--- START Data in this exercise ---

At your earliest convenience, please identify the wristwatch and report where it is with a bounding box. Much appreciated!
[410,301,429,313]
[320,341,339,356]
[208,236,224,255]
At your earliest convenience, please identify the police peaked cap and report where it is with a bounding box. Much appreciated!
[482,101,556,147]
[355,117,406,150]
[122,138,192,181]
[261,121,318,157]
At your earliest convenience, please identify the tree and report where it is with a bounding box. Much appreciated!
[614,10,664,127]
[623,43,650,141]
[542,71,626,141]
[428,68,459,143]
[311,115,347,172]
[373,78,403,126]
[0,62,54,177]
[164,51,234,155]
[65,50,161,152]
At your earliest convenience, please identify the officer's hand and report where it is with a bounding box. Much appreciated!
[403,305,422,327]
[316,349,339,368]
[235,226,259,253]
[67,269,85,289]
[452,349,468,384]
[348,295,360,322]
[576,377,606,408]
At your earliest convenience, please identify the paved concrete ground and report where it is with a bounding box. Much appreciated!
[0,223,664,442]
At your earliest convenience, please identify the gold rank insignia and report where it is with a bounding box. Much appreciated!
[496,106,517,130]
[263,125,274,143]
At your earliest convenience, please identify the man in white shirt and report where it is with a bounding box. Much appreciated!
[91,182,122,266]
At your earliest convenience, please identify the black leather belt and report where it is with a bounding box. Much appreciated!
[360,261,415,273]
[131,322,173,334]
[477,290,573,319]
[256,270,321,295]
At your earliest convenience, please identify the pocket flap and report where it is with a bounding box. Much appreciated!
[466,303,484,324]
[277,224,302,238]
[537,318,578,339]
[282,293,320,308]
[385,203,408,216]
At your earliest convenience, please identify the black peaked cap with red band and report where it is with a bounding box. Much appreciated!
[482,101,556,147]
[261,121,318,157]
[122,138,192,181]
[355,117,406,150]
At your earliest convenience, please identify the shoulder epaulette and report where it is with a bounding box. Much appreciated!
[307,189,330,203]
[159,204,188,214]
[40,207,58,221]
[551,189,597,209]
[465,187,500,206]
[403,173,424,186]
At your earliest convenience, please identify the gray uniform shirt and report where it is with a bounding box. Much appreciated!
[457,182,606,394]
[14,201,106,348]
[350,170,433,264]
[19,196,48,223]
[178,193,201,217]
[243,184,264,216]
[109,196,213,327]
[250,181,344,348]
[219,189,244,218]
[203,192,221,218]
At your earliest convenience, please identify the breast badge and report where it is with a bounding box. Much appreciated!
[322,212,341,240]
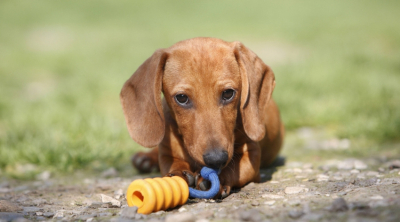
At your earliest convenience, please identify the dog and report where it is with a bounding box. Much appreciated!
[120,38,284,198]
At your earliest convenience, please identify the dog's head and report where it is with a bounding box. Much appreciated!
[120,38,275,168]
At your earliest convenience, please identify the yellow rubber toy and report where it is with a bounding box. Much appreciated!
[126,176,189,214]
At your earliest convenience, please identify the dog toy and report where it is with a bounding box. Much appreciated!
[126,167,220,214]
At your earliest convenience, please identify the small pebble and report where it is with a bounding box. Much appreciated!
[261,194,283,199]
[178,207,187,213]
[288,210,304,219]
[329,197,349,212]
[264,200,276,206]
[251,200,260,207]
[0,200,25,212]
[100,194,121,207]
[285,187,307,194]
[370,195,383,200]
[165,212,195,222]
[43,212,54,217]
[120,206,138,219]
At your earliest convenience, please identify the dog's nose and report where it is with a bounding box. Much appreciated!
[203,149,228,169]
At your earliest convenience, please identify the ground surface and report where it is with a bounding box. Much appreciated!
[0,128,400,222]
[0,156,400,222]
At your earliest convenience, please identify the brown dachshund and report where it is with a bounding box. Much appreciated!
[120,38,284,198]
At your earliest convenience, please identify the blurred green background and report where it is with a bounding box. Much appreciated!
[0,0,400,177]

--- END Data in this exercise ---

[What you will do]
Rewrite the part above that opens with the line containing "At your earliest convenience, please identify the shoulder" and closes with the line containing "[403,173,424,186]". Keep every line in it, and add 7 to each bounding box coordinate.

[Solution]
At your earliest convenience, please identify the shoulder epaulette and report where it is with a bounding box. Much appreciated!
[314,196,337,210]
[166,211,195,221]
[47,214,65,228]
[558,196,604,216]
[472,194,507,213]
[410,180,431,193]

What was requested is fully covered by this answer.